**What is asked**
The records below need retyping in full; give them again exactly.
** BEGIN Supplied information **
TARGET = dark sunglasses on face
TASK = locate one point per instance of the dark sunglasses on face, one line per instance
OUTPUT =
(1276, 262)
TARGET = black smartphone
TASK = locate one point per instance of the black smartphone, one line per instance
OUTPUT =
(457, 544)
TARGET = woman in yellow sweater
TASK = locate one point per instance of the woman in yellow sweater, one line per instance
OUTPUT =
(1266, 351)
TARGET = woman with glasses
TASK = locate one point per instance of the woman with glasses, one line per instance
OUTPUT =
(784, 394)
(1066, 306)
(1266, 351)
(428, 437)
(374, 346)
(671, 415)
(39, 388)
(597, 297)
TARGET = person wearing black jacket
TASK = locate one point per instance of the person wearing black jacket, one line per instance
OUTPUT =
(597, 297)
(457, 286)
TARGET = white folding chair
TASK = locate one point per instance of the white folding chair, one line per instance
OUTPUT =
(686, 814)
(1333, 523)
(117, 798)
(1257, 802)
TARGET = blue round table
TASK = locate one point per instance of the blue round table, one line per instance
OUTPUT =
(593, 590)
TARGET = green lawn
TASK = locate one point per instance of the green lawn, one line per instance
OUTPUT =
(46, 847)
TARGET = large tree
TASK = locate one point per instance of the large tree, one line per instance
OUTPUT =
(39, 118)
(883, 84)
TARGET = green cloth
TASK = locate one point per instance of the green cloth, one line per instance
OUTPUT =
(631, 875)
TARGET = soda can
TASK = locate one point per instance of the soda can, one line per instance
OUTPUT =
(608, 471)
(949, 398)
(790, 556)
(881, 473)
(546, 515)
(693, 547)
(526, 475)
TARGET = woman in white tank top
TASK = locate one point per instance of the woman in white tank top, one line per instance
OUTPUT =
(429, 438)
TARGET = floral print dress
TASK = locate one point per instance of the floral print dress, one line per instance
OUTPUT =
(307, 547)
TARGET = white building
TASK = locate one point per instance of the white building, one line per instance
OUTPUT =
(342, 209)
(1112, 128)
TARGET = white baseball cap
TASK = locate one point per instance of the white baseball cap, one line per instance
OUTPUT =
** END Supplied information **
**Exercise answer**
TARGET = dark sunglasses on face
TASK = locate one point per instance of the dark sunglasses on face, one line per instance
OUTPUT =
(1276, 262)
TARGET = black smartphone
TASK = locate one point per instance of the black smartphone, one line per instance
OUTPUT =
(457, 544)
TARGET = woman in yellow sweater
TASK = locate one point per instance of the woman in yellow sweater, one line per instance
OUTPUT =
(1266, 351)
TARGET = woman with glasses
TASK = locate one point per instance of the woman with glasses, one line per instance
OUTPUT =
(784, 394)
(1066, 306)
(1266, 351)
(428, 437)
(374, 346)
(671, 415)
(39, 388)
(597, 297)
TARGET = person wearing black jacket
TASK = locate one point per instance of the person wearing black jacket, one line per instance
OUTPUT =
(597, 297)
(457, 286)
TARGET = white folding chair
TASK = locate one point per instance of the white folding chair, one line per instance
OUTPUT =
(686, 814)
(1333, 523)
(117, 798)
(1257, 802)
TARGET = blue round table
TASK = locate one point per instance of the blue round table, one line per instance
OUTPUT =
(593, 590)
TARGET = green lawn
TASK = locate one point per instance of the green lawn, one line per instance
OUTPUT =
(46, 847)
TARGET = large tree
TASK = locate one point per instance of the large tree, one line per instance
OUTPUT =
(39, 118)
(883, 84)
TARGET = green cloth
TASK = locate one point per instance of the green cloth, one line per instance
OUTPUT =
(631, 875)
TARGET = soda can
TASK = locate one point per instance of the soda can, one line per instance
OUTPUT =
(608, 471)
(949, 398)
(790, 556)
(881, 473)
(546, 515)
(693, 547)
(526, 475)
TARGET = woman in white tank top
TASK = locate one point per instance of the woman in white tank top, one line per instance
OUTPUT =
(429, 438)
TARGET = floral print dress
TASK = locate one point per instance of the floral print dress, one line per instance
OUTPUT =
(307, 547)
TARGET = white building
TASK = locate one point per instance of the white building, one line per instance
OUTPUT =
(342, 209)
(1112, 128)
TARGET = white baseball cap
TASK = locate one point per instance of the white baseball cap, one line per instance
OUTPUT =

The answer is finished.